◆ What is needed ◆
According to the text on assessment in higher education, on what levels can assessment in higher education focus?

◆ Reading text ◆
----

Li H. Assessment in Higher Education. Encyclopedia. Available at: Accessed December 11, 2023.
Li, Handwiki. "Assessment in Higher Education" Encyclopedia, (accessed December 11, 2023).
Li, H.(2022, October 28). Assessment in Higher Education. In Encyclopedia.
Li, Handwiki. "Assessment in Higher Education." Encyclopedia. Web. 28 October, 2022.
Assessment in Higher Education

Assessment is a systemic process in higher education that uses empirical data on student learning to refine programs and improve student learning. As a continuous process, assessment establishes measurable and clear student learning outcomes for learning, provisioning a sufficient amount of learning opportunities to achieve these outcomes, implementing a systematic way of gathering, analyzing and interpreting evidence to determine how well student learning matches expectations, and using the collected information to inform improvement in student learning. Assessment functions as part of a continuous process whereby the parts of the cycle are revised and monitored. The term “assessment” is defined broadly in that any outcome or goal in any activity or discipline can be a part of this process.

student learning higher education empirical data

1. Types

Assessment in higher education can focus on the individual learner, a course, an academic program, or the institution.

1.1. Course-Level Assessment

Assessment embedded at the course level (sometimes referred to as embedded assessment orAuthentic assessment) typically involves the use of assignments.[1] Students receive feedback on their performance on assignments and faculty gain knowledge of student learning to use for grading.[2] The work assessed within courses best relates to specific program-level student learning outcomes. Angelo and Cross[3] believe assessment in the classroom is an important part of the faculty feedback loop which can provide meaningful information about their effectiveness as teachers while also giving students a measure of their progress as learners.

----

◆ Entries shown ◆
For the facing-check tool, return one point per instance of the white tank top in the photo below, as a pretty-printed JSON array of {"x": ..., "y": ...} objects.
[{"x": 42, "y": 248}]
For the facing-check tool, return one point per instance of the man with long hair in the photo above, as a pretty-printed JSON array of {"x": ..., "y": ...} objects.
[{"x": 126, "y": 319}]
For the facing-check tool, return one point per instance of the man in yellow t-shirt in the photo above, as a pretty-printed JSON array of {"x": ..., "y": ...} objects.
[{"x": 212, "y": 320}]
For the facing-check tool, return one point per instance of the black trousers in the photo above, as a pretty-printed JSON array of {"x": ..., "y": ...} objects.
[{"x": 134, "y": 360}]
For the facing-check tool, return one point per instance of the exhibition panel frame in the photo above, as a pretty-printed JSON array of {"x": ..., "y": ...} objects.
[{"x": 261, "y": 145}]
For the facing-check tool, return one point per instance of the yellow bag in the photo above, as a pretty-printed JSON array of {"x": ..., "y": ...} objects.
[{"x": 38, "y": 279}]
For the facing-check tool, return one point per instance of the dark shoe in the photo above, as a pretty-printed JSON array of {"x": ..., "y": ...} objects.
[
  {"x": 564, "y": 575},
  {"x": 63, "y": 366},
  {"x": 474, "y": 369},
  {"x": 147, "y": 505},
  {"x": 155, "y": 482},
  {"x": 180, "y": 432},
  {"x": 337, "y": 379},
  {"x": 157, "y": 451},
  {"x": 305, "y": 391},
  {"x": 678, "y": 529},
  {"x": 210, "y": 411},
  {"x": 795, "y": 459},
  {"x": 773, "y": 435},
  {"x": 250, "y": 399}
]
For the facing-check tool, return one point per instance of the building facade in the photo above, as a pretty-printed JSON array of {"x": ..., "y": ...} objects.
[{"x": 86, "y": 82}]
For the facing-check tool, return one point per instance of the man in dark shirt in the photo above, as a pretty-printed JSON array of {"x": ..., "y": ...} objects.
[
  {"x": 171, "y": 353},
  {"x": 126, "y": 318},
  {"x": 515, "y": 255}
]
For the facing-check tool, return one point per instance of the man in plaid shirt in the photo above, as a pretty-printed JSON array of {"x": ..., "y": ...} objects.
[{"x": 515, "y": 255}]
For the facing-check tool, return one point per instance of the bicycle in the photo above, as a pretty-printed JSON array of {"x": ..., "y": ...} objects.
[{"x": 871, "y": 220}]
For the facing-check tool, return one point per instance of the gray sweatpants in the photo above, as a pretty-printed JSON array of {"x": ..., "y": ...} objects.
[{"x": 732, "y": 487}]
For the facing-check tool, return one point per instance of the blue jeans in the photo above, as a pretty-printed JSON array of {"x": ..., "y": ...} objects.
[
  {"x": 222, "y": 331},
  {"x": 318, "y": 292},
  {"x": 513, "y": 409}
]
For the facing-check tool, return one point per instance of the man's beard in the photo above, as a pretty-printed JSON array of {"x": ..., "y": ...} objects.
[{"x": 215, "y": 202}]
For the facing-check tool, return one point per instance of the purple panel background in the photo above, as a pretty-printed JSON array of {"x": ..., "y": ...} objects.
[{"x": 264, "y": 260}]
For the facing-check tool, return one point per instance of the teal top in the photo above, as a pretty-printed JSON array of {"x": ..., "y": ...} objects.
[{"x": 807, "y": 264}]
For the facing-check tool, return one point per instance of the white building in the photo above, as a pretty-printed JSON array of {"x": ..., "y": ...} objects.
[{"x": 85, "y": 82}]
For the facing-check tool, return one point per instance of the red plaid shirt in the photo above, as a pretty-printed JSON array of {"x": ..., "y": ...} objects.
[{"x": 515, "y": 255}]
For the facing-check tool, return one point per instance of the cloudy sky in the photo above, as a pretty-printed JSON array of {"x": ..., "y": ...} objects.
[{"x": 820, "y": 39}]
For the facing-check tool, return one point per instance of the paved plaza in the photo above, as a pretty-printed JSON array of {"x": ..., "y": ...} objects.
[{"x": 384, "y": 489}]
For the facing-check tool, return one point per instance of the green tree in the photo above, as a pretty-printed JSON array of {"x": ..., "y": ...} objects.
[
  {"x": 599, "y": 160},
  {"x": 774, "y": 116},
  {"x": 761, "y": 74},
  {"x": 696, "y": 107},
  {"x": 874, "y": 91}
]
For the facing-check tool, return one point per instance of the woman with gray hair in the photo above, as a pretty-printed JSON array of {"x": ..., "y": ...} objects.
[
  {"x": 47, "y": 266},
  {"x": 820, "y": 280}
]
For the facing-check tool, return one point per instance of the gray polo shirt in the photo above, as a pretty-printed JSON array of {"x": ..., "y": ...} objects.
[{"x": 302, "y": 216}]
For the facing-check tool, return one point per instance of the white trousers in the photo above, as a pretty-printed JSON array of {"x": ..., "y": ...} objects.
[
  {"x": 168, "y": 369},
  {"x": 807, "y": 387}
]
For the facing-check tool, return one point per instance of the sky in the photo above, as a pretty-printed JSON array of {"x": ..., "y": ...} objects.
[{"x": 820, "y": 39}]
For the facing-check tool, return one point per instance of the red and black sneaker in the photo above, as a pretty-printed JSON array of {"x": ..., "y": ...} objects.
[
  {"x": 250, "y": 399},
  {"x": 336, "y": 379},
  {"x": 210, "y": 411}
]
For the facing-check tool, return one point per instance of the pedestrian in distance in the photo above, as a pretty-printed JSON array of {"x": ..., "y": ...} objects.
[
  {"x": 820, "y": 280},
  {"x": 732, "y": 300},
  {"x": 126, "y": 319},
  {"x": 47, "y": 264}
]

----

◆ Solved problem ◆
The individual learner, a course, an academic program, or the institution.